__Text provided__:

Buddies in Bad Times is a collective of five artists (Bogdan Cheta, Latifa Pelletier-Ahmed, Jill Armstrong, Alexander Steinitz, and Carmina Trsic) working with a variety of mediums to document their WRECK CITY forays and create new experiences for future audiences. Curated by Andrew Frosst, Buddies in Bad Times gently asks for your patience and curiosity as they share fleeting impressions, walk by walk, conversation by conversation.
BLOG BY WRECK CITY COLLECTIVE BUDDIES IN BAD TIMES
I (Latifa) took this picture in Mendoza province, Argentina. Bogdan’s relationship to labour reminds me of the intuitive act these people engage in when of asking the Saint Gauchito Gil for help and protection.
My mother and I have known a lot of violence. One time she lost the tip of her finger, it was my fault. There was blood all over the walls and the floor. I couldn’t look at her hand after that. The police came and told me I was a criminal and hated her for betraying me and not telling the whole truth. There was addiction. There were attempted suicides. I wanted another mother. I wanted a mother who was interested in smart things and didn’t forget details. I wanted a mother that wasn’t poor. I never invited anyone over to my house because I was embarrassed that we lived in government subsidized housing. That our furniture was ugly, out of date, and didn’t match. That we didn’t live in an IKEA showroom. When I was 10 our neighbours went to jail for murder. No one even believed me, they thought I was a storyteller. When I was child she read to me and took me to the park. My mother cooked for me every day and washed my clothes and cleaned my room. Sometimes when cleaning she would read my diary without telling me. When I found out I stopped writing for 5 years. Sometimes we would share secrets. When I told her I had a secret brother, she used my sister’s email to tell him who his Real Father was. I told him my sister was just kidding around. I travelled to Bolivia and met two healing women. They taught me about the importance of letting go of my past and loving my mother for who she is. Yesterday, I looked at her for the first time as a human being and not my Mother. I realized that if she had been anyone else I would have thought she was interesting. She is interesting. She is beautiful. I love her shrine of dollar store angels, her wolf-eagle poster, and her red lace table cloth. She is who she is and she doesn’t try to hide it, pretending to be something that she’s not. Today for the first time I am inviting her into my world. It’s not just about forgiveness, it’s about recognizing that she has something to give and share with the world. I am proud to have her as my mother.

Entries from a dataset
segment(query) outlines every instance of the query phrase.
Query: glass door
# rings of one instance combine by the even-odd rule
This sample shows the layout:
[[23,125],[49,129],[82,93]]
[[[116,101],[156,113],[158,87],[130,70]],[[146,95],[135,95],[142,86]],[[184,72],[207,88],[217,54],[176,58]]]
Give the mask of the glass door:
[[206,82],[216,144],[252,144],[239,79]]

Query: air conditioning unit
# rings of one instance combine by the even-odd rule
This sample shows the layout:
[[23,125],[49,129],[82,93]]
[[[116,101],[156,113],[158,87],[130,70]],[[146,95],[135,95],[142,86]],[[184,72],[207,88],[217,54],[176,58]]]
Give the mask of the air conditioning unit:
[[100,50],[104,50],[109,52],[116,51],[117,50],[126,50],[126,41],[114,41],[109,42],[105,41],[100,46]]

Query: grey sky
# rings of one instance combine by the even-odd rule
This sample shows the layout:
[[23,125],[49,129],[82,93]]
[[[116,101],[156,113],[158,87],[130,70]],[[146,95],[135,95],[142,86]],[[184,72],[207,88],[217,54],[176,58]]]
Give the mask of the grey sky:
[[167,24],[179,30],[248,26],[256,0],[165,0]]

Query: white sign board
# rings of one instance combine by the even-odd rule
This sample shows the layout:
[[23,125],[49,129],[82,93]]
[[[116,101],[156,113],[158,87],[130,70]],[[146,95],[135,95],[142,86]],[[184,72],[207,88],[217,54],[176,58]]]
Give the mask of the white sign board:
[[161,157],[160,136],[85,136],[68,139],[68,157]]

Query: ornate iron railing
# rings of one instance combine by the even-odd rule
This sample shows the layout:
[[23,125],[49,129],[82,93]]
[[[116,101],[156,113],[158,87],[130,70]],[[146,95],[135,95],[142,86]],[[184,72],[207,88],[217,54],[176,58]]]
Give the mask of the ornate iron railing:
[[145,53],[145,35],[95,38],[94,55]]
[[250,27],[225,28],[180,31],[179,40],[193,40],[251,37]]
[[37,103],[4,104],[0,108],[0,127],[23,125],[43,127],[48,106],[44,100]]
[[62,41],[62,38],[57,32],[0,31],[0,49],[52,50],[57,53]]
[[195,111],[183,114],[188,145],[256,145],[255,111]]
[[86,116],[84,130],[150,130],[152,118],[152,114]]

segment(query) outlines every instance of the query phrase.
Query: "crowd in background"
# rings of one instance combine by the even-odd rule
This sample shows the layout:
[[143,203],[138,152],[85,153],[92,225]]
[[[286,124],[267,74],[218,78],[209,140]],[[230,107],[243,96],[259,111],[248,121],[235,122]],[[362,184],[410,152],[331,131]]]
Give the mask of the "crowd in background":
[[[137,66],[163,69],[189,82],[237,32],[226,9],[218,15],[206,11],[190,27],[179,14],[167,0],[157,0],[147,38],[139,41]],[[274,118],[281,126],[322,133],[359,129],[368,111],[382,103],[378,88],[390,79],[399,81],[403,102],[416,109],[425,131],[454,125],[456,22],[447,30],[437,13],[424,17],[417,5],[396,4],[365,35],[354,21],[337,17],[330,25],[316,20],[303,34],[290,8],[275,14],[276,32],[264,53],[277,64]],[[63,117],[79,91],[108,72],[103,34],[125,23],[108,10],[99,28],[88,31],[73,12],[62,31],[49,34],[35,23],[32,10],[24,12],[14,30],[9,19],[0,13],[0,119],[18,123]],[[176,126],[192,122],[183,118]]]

__What you need to do__:
1. Using the blog post by Buddies in Bad Times, answer the following:
(a) Who curated Buddies in Bad Times?
(b) In which province and country did Latifa take the picture?
(c) In which country did the writer meet two healing women?
2. Proceed with the blog post by Buddies in Bad Times, continuing on from its final sentence.

__In response__:
1.
(a) Andrew Frosst
(b) Mendoza province, Argentina
(c) Bolivia

2.
After returning from Argentina, Latifa has become a morning person. Her family is important. So we went for a morning walk. We talked about birds, then we had lunch at Sait where we had a lengthy conversation about recycling and the meaning of being connected to the everyday in a place where the role of being heterosexual and male is the norm and how contemporary art production in Canada has it’s norm, which is also connected to a narrative of “normality” in relation to masculinity. Feminism has also been defined in relation to the male. Then we met an older woman. She lived at a hospice, at the bottom of that steep hill below ACAD. We had a brief conversation with her, but then she gave us bags of stuff that belonged to her dead friend. This is what was inside of one of those bags. We felt we couldn’t leave these contents at the Trading Post in the back because they would become meaningless – but at the same time we didn’t have use for them either, and leaving them outside #819 felt like the right thing to do. Maybe the older woman wanted to start a different kind of trading post – one that is about a trade of meaning, or histories, or time and less about a system of production.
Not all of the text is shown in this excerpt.